:: DATA ROWS ::

= = = = =

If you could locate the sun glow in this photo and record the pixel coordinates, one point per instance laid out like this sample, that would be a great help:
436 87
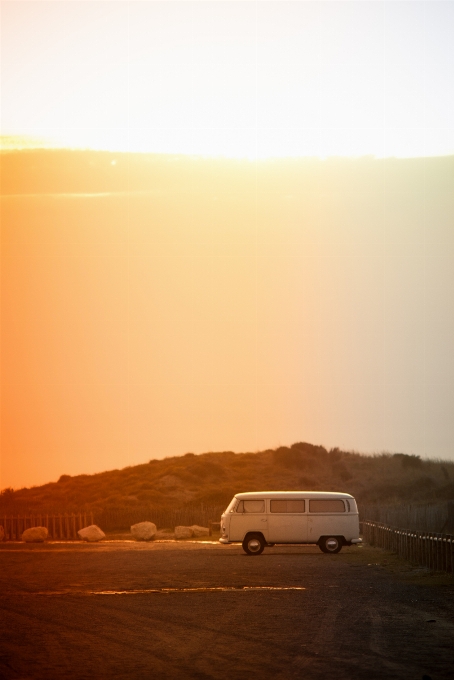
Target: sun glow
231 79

= = = = =

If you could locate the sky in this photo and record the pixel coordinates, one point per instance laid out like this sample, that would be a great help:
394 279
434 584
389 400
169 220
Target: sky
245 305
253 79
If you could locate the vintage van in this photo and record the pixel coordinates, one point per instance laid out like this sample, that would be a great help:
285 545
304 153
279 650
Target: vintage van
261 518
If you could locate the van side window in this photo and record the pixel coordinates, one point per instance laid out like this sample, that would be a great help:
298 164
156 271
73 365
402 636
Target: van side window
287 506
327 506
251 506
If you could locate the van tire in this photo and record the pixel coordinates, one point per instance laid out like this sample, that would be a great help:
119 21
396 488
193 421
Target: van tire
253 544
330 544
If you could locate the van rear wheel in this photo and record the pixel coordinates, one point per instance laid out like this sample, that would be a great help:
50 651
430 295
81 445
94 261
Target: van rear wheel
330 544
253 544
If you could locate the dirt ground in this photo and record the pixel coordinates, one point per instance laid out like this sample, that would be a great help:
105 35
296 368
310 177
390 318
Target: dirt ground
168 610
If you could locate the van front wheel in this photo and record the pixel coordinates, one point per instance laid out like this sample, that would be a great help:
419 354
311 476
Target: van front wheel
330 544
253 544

= = = = =

Please report each line in the items above that contains the word "rear".

If you could locate the van rear wheel in this photo and record the pixel coordinates, one point per instance laid out like this sample, that would be a great help:
Target: van rear wheel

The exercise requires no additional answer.